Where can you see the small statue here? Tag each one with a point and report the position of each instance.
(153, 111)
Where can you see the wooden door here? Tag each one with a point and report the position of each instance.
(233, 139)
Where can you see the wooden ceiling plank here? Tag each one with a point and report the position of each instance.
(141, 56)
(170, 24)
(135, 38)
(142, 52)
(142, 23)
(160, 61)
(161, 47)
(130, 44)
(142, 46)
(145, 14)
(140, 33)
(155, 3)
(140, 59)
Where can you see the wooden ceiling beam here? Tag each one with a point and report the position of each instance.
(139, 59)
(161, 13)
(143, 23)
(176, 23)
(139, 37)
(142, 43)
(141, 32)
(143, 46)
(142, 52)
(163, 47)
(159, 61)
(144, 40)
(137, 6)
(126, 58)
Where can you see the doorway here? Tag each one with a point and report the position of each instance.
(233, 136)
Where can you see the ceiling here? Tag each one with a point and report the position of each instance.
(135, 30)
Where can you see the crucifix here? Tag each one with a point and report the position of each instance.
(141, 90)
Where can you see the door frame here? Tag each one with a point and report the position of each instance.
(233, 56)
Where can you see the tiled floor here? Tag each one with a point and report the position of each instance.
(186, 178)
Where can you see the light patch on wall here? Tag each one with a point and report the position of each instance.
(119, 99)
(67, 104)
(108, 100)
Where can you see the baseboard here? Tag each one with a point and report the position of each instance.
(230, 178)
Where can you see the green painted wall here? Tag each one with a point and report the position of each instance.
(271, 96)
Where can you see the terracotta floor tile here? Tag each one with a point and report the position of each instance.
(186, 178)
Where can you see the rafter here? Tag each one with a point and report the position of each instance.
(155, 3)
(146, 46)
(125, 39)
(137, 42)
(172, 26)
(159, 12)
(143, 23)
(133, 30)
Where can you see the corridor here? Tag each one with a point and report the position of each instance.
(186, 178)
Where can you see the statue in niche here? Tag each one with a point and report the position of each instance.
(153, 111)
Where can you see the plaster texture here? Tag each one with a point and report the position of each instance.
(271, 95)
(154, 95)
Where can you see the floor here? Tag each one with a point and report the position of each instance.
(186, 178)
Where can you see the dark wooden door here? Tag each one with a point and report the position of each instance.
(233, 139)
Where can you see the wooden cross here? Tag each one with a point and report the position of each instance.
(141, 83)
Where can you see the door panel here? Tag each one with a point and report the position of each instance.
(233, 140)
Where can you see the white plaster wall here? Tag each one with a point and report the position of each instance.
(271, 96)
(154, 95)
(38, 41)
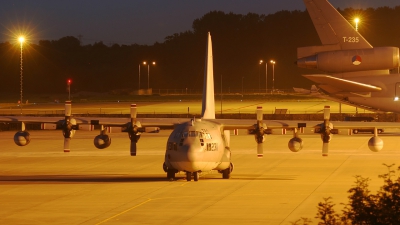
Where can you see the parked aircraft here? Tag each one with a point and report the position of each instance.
(195, 145)
(355, 72)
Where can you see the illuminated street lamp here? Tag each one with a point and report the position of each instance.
(148, 73)
(21, 40)
(266, 75)
(139, 77)
(273, 74)
(242, 86)
(69, 81)
(260, 62)
(357, 20)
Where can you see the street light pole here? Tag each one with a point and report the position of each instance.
(148, 73)
(242, 87)
(139, 77)
(259, 68)
(21, 40)
(266, 77)
(273, 74)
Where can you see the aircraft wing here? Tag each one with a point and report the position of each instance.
(231, 124)
(106, 121)
(335, 85)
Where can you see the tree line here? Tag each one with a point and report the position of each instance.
(239, 42)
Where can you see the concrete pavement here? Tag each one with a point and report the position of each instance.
(40, 184)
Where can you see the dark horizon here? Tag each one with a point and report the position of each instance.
(129, 22)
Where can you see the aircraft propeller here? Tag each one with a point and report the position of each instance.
(134, 130)
(259, 132)
(68, 127)
(326, 128)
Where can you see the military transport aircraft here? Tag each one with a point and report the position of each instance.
(199, 144)
(357, 73)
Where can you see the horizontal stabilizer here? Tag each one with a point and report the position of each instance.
(336, 84)
(332, 27)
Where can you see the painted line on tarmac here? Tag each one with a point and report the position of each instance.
(125, 211)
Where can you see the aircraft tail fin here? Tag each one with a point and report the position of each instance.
(208, 106)
(333, 28)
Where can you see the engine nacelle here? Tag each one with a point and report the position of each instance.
(341, 61)
(259, 138)
(22, 138)
(326, 138)
(102, 141)
(375, 144)
(295, 144)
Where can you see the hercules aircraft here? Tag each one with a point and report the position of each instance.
(357, 73)
(196, 145)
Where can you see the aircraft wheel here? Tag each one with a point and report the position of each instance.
(171, 175)
(188, 176)
(196, 176)
(226, 173)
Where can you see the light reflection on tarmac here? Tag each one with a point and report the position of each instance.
(40, 184)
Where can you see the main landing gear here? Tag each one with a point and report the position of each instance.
(195, 175)
(226, 173)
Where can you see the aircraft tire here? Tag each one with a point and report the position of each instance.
(226, 173)
(196, 176)
(171, 175)
(188, 176)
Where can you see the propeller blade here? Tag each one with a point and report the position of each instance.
(260, 151)
(133, 148)
(325, 148)
(68, 108)
(259, 113)
(327, 112)
(66, 144)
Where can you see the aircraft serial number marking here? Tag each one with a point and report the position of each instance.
(351, 39)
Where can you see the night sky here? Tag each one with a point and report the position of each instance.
(131, 21)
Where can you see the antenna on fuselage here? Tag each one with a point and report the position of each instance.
(208, 106)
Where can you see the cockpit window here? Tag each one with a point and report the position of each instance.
(199, 134)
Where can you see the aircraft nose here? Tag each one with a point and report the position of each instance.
(191, 153)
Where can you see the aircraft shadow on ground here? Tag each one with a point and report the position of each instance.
(53, 179)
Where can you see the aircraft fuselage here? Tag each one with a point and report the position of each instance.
(197, 146)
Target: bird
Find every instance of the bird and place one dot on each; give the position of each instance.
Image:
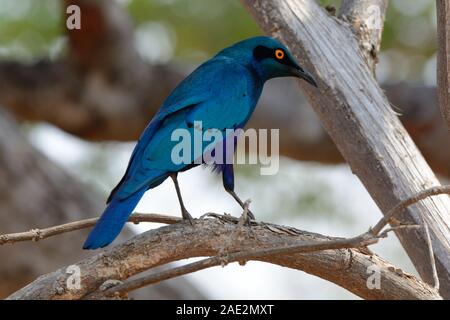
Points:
(222, 93)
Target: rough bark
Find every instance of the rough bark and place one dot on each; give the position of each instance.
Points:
(443, 66)
(366, 18)
(35, 192)
(213, 237)
(360, 120)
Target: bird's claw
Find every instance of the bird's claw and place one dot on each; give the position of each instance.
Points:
(187, 216)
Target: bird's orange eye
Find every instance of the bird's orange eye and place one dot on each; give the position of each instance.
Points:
(279, 54)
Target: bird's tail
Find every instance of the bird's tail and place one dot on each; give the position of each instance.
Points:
(112, 221)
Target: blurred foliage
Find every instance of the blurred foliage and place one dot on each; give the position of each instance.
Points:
(192, 30)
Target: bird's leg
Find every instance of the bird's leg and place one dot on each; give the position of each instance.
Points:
(242, 204)
(228, 183)
(184, 213)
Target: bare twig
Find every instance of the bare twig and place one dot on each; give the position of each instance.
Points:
(39, 234)
(431, 256)
(433, 191)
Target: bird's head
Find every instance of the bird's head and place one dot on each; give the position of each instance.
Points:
(269, 57)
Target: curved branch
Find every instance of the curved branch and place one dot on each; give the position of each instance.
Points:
(213, 237)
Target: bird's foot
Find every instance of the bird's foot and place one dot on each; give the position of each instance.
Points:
(247, 215)
(187, 216)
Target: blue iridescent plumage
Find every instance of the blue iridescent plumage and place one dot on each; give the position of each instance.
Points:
(222, 93)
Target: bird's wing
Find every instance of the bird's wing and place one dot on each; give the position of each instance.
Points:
(216, 93)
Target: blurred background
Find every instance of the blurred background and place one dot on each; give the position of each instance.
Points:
(72, 103)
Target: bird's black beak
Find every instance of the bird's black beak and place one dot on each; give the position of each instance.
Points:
(302, 74)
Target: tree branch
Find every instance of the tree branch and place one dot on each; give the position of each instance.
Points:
(40, 234)
(366, 18)
(359, 118)
(359, 243)
(443, 65)
(228, 241)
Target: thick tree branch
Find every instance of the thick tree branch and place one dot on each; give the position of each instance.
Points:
(359, 242)
(443, 65)
(366, 18)
(222, 238)
(360, 120)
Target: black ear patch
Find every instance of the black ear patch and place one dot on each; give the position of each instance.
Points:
(261, 52)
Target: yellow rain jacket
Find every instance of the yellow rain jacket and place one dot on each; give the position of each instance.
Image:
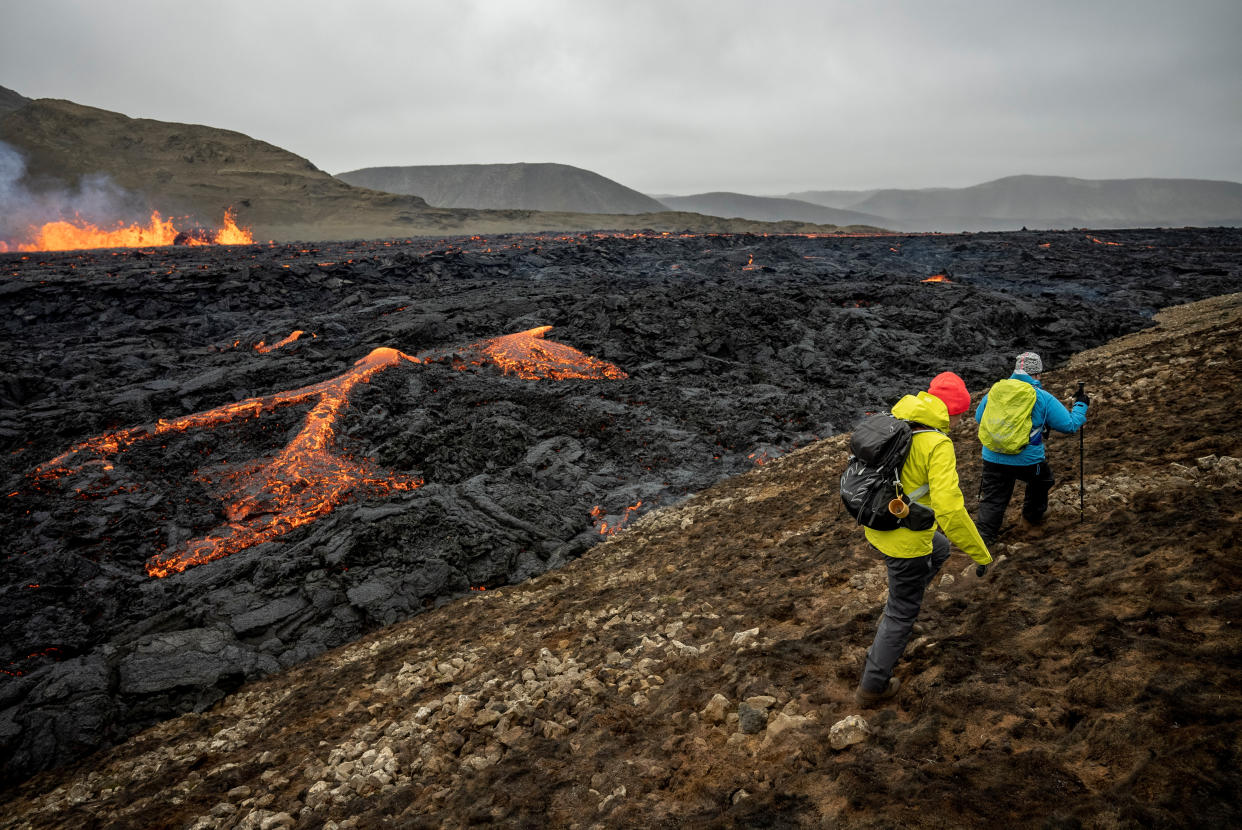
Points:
(932, 461)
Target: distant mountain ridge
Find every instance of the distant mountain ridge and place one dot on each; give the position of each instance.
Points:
(768, 209)
(507, 186)
(1047, 203)
(61, 159)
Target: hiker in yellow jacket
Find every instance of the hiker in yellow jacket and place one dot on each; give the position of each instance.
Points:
(914, 557)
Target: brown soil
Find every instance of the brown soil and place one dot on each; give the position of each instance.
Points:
(1092, 679)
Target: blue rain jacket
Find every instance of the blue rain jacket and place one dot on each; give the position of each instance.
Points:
(1048, 411)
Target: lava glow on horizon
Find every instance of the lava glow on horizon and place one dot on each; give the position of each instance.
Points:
(78, 235)
(267, 497)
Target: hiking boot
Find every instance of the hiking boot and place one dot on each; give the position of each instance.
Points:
(867, 700)
(1031, 528)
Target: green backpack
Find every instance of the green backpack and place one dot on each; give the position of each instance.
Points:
(1006, 423)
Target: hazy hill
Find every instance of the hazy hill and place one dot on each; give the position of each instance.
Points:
(10, 101)
(530, 186)
(112, 168)
(842, 199)
(1051, 203)
(768, 209)
(697, 670)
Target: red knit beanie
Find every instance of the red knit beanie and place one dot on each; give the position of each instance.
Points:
(951, 390)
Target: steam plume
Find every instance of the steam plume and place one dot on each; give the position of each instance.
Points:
(96, 199)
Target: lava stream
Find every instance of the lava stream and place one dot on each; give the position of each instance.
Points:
(307, 480)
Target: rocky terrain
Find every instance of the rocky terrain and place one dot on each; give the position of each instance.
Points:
(697, 669)
(220, 462)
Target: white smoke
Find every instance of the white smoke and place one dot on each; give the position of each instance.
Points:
(25, 205)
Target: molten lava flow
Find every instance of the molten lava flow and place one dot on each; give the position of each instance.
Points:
(263, 348)
(528, 355)
(76, 235)
(611, 529)
(266, 498)
(307, 480)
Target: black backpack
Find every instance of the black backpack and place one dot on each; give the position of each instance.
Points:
(872, 477)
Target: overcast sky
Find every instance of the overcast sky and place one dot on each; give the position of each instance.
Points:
(672, 96)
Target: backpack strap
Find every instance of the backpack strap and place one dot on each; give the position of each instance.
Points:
(919, 492)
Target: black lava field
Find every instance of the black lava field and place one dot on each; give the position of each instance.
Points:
(195, 497)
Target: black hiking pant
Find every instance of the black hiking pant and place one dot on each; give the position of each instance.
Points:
(908, 580)
(996, 490)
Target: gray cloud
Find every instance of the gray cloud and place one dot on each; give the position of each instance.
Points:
(673, 96)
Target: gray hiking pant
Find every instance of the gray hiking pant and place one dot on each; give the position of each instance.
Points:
(907, 582)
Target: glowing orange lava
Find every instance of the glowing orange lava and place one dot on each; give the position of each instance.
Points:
(266, 498)
(263, 348)
(611, 529)
(528, 355)
(76, 235)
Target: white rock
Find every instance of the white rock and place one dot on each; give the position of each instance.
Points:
(744, 638)
(848, 732)
(716, 708)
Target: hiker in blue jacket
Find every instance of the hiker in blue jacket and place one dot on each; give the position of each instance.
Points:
(1028, 465)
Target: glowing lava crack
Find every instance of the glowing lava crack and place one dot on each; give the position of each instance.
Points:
(268, 497)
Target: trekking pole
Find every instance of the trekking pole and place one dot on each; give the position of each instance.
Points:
(1082, 436)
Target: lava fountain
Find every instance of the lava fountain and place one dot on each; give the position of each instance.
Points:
(76, 235)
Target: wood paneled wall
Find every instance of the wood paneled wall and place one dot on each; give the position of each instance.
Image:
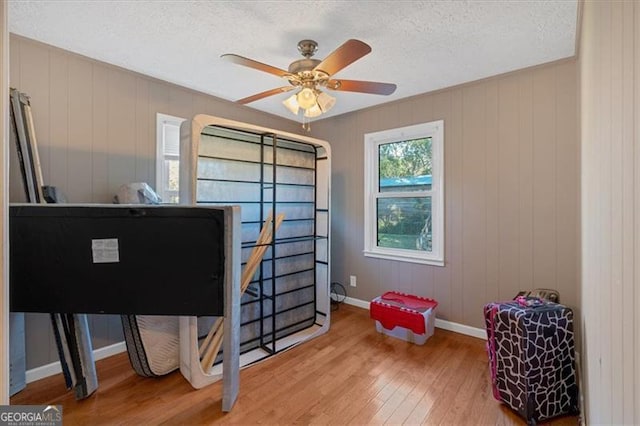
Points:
(4, 197)
(96, 130)
(511, 198)
(610, 132)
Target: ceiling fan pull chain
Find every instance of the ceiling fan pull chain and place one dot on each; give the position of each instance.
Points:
(306, 124)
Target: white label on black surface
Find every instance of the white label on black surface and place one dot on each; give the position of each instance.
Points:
(105, 250)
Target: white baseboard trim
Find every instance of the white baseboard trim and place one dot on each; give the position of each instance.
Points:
(56, 368)
(440, 323)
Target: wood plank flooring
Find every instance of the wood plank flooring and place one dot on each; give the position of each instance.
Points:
(351, 375)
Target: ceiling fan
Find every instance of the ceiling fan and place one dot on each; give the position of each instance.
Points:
(310, 75)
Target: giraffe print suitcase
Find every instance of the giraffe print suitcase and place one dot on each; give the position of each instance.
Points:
(531, 357)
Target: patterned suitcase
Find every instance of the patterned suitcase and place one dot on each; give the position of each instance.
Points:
(532, 358)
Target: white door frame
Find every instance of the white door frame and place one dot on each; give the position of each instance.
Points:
(4, 204)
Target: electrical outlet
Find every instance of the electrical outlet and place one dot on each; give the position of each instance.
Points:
(352, 280)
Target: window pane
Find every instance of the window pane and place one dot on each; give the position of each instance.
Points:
(405, 223)
(405, 166)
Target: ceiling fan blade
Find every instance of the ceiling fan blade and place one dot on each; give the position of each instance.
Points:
(349, 52)
(268, 93)
(241, 60)
(362, 86)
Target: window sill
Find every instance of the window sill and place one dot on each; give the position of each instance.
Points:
(401, 258)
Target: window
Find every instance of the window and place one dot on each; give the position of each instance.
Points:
(168, 157)
(404, 194)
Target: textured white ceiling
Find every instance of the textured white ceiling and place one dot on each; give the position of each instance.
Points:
(419, 45)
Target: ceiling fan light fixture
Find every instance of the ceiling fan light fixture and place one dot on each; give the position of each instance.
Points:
(292, 104)
(306, 98)
(314, 111)
(325, 101)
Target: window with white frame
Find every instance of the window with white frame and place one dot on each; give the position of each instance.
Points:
(404, 194)
(168, 157)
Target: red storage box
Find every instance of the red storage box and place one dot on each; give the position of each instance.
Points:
(404, 316)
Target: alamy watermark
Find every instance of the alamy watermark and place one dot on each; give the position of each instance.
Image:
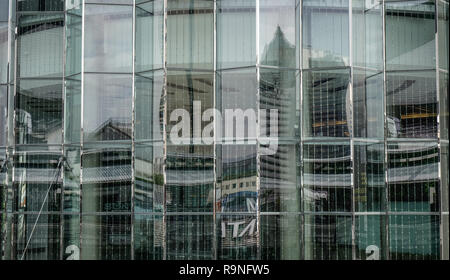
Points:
(233, 126)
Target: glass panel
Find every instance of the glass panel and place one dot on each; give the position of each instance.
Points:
(443, 102)
(40, 5)
(411, 104)
(369, 189)
(149, 106)
(410, 34)
(107, 107)
(281, 237)
(148, 237)
(237, 237)
(44, 240)
(443, 18)
(39, 112)
(327, 177)
(35, 174)
(444, 176)
(367, 20)
(3, 115)
(236, 33)
(414, 237)
(368, 104)
(72, 191)
(236, 173)
(190, 34)
(370, 235)
(4, 30)
(73, 39)
(190, 178)
(326, 104)
(279, 34)
(280, 180)
(72, 109)
(40, 45)
(413, 177)
(149, 178)
(149, 35)
(71, 237)
(190, 237)
(279, 90)
(4, 10)
(328, 237)
(108, 38)
(106, 237)
(325, 33)
(106, 179)
(236, 100)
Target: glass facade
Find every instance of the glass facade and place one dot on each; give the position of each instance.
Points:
(224, 129)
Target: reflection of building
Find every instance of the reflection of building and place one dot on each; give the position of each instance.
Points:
(352, 166)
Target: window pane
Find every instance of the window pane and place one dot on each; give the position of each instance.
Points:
(44, 241)
(108, 38)
(410, 35)
(236, 33)
(411, 104)
(107, 179)
(325, 33)
(190, 34)
(107, 107)
(237, 237)
(413, 237)
(326, 108)
(281, 237)
(148, 237)
(39, 112)
(149, 35)
(106, 237)
(327, 177)
(413, 177)
(278, 34)
(190, 237)
(328, 237)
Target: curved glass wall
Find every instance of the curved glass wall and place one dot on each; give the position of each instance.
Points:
(224, 129)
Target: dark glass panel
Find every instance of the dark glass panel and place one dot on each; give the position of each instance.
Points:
(106, 237)
(190, 237)
(42, 239)
(190, 34)
(414, 237)
(326, 104)
(236, 33)
(149, 178)
(327, 177)
(328, 237)
(37, 180)
(368, 104)
(325, 33)
(370, 237)
(108, 38)
(279, 32)
(107, 107)
(369, 192)
(281, 237)
(410, 35)
(148, 237)
(413, 177)
(40, 45)
(39, 112)
(237, 237)
(411, 104)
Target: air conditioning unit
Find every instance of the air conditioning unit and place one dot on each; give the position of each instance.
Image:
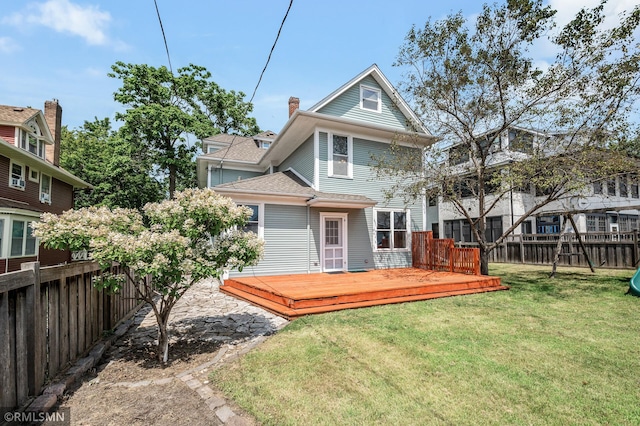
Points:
(17, 182)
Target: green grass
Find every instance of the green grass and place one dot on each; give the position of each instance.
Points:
(562, 351)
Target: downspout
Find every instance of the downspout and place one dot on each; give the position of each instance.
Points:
(511, 200)
(308, 242)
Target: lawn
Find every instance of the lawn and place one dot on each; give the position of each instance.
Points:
(549, 351)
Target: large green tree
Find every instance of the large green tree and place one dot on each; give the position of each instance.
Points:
(472, 82)
(118, 168)
(165, 111)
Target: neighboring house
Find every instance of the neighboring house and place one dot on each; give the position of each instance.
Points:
(31, 182)
(314, 194)
(610, 206)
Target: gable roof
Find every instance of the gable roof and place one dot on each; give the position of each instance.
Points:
(241, 148)
(386, 86)
(19, 116)
(16, 116)
(289, 184)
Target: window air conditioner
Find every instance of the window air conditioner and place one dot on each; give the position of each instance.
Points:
(17, 182)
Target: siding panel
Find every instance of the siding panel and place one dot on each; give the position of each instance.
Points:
(347, 105)
(219, 176)
(285, 234)
(8, 133)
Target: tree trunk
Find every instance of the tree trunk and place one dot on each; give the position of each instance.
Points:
(163, 337)
(556, 256)
(484, 260)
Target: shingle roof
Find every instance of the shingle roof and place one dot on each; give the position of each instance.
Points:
(241, 148)
(275, 183)
(17, 115)
(288, 183)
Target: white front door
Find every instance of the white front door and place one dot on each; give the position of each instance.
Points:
(334, 242)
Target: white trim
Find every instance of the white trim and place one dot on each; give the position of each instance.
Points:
(260, 215)
(385, 85)
(15, 183)
(302, 178)
(424, 212)
(9, 234)
(46, 197)
(345, 248)
(370, 138)
(316, 159)
(376, 90)
(330, 173)
(253, 198)
(37, 178)
(375, 230)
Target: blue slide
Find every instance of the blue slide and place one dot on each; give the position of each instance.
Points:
(634, 284)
——
[Assigned task] Repeat exactly the lines above from the one with "Find every instance of the ceiling fan and" up to and including the one with "Target: patterned suitcase". No other line belongs in the reply.

[Written response]
Find every instance of the ceiling fan and place one dot on each; give the position of each instance.
Points:
(310, 75)
Target: giraffe print suitcase
Find every instance of the giraffe print suitcase and place one dot on each; give the position of each instance.
Points:
(531, 357)
Target: patterned suitcase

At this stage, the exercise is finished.